Go over the listing below line by line, and return each one holding the string "coordinates".

═══ Entries provided

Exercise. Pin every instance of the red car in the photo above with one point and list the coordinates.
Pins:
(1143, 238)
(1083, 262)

══════
═══ Entries provided

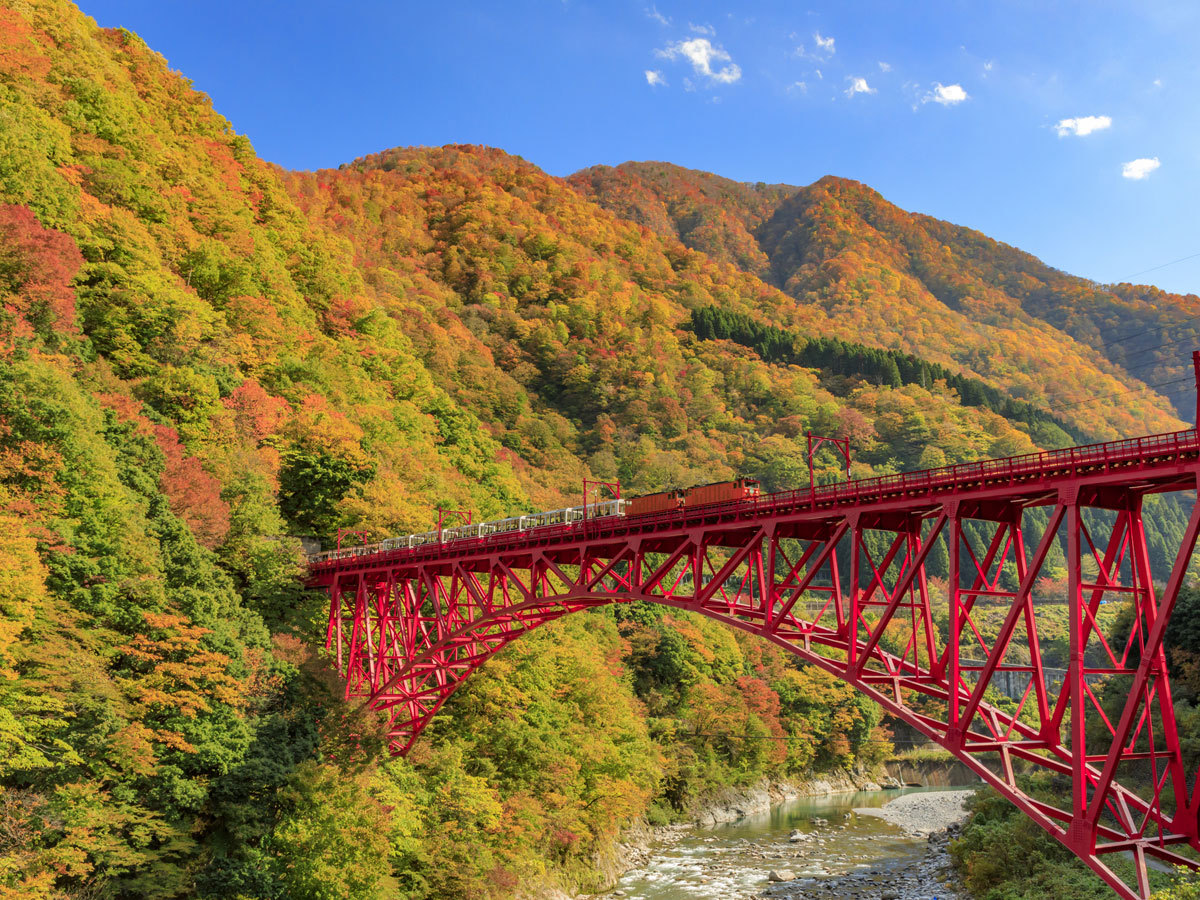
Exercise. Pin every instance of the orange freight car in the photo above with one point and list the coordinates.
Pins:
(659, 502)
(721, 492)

══════
═══ Entries provided

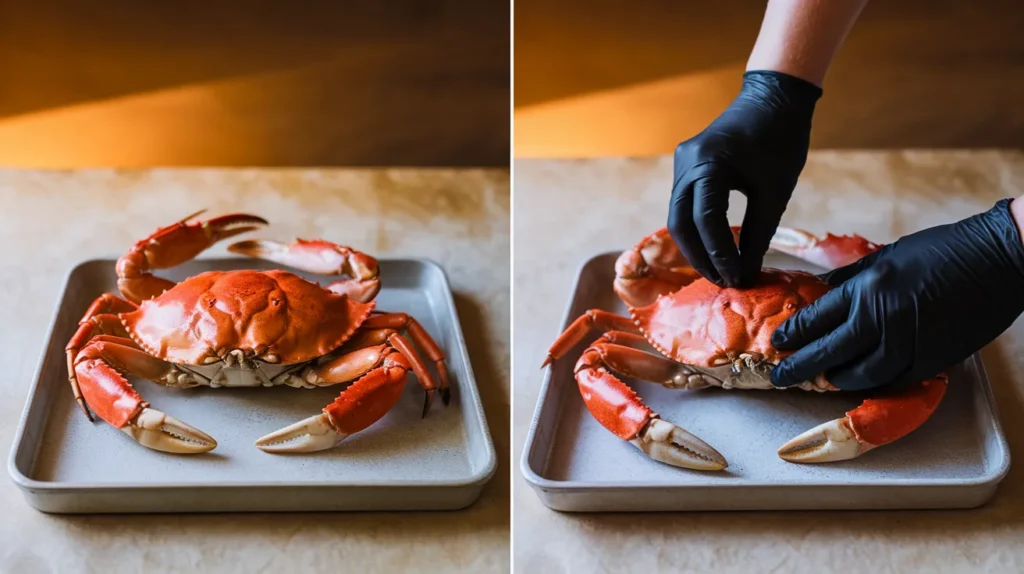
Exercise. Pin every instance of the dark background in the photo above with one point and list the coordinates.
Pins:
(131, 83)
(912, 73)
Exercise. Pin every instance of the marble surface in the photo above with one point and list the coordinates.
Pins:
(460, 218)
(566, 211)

══════

» Answer box
Exercise. Pin every instance of the red car in the photo above with one point and list the coordinates.
Exercise. Pin every instance of the orange freight car in the photo above with one point and list the coordinates.
Exercise. Pin every instance of the dark background in the photo above with one point and list the coordinates.
Exercise. Pin every instance of the marble surface in the photo above with one point and list the coordinates.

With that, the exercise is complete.